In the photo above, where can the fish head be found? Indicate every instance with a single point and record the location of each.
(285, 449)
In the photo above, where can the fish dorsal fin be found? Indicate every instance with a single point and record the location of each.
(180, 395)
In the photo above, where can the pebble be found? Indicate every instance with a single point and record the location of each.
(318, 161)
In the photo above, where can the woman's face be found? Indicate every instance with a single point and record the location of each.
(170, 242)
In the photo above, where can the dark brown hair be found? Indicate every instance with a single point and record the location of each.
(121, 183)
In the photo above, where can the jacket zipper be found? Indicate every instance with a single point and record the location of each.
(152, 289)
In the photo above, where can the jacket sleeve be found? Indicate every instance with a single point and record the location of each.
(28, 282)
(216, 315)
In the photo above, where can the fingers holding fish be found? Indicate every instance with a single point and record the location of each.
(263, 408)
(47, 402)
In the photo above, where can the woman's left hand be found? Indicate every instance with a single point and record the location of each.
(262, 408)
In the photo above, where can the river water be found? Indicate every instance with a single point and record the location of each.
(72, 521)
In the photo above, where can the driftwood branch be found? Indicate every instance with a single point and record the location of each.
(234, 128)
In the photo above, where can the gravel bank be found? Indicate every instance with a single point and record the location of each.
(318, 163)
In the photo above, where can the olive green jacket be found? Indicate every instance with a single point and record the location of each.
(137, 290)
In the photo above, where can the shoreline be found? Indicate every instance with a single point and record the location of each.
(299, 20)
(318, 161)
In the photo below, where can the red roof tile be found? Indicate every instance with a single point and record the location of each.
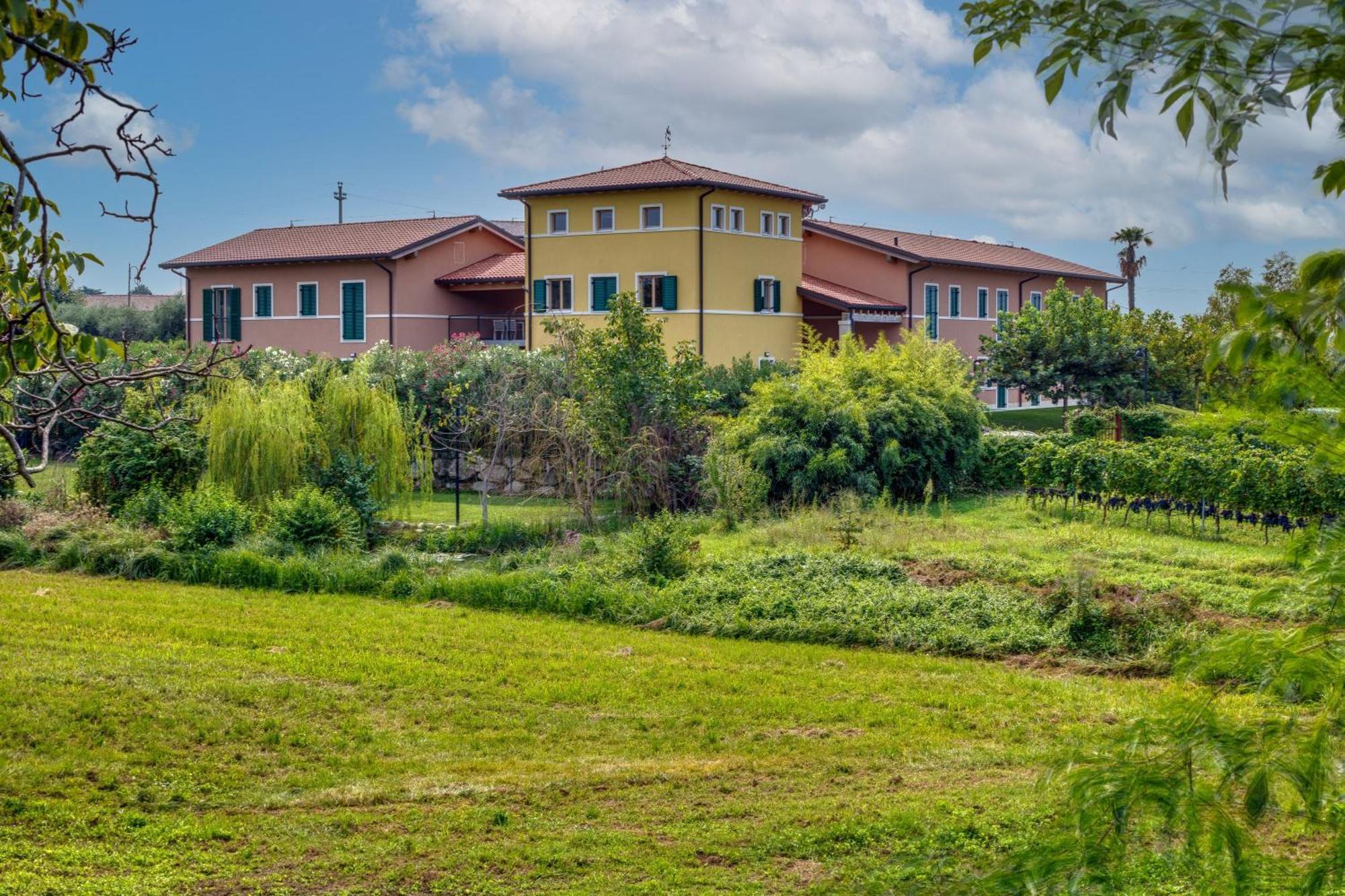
(845, 298)
(502, 268)
(660, 173)
(921, 247)
(330, 243)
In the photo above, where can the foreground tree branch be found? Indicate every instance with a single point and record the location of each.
(50, 373)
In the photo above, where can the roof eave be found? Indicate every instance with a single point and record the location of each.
(894, 249)
(527, 193)
(832, 302)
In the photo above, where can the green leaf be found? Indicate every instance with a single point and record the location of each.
(1054, 84)
(1187, 118)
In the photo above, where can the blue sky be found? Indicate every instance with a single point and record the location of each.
(438, 104)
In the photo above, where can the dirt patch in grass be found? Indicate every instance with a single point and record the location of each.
(937, 573)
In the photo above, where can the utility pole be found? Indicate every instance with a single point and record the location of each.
(341, 197)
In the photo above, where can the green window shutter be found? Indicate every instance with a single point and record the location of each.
(236, 314)
(669, 294)
(208, 315)
(353, 311)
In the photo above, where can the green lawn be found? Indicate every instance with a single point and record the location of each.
(165, 737)
(439, 507)
(1030, 419)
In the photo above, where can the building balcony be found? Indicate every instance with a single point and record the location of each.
(493, 330)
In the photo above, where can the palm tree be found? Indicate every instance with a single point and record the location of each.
(1130, 263)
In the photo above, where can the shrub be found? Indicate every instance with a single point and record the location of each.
(1000, 460)
(13, 513)
(116, 462)
(208, 517)
(1090, 423)
(1144, 423)
(883, 420)
(147, 507)
(657, 549)
(730, 485)
(352, 478)
(314, 520)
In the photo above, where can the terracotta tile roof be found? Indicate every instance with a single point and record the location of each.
(921, 247)
(329, 243)
(510, 227)
(845, 298)
(502, 268)
(139, 300)
(660, 173)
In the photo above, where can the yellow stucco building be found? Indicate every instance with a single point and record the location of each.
(720, 256)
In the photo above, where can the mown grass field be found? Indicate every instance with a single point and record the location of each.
(1030, 419)
(159, 737)
(1003, 540)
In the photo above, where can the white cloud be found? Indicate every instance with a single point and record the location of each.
(870, 101)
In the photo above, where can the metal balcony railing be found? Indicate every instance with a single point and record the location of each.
(493, 330)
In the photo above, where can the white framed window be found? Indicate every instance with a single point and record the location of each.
(602, 288)
(263, 300)
(560, 294)
(650, 290)
(719, 217)
(766, 295)
(353, 311)
(307, 299)
(933, 310)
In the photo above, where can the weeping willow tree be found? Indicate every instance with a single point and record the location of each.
(259, 439)
(365, 421)
(267, 440)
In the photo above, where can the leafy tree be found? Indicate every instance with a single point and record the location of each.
(875, 421)
(1227, 60)
(636, 407)
(1129, 240)
(1075, 348)
(48, 368)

→ **Challenge**
Format the lines as a JSON list of strings, one string per line and no blank lines. Begin at the line containing "In the photo above, where can the leafy" and end with the last line of the records.

→ **The result**
[
  "In the photo above, where can the leafy tree be found? Indicate every instance with a single point and record the location of each.",
  "(875, 421)",
  "(1227, 60)",
  "(636, 407)",
  "(1129, 240)",
  "(1075, 348)",
  "(48, 368)"
]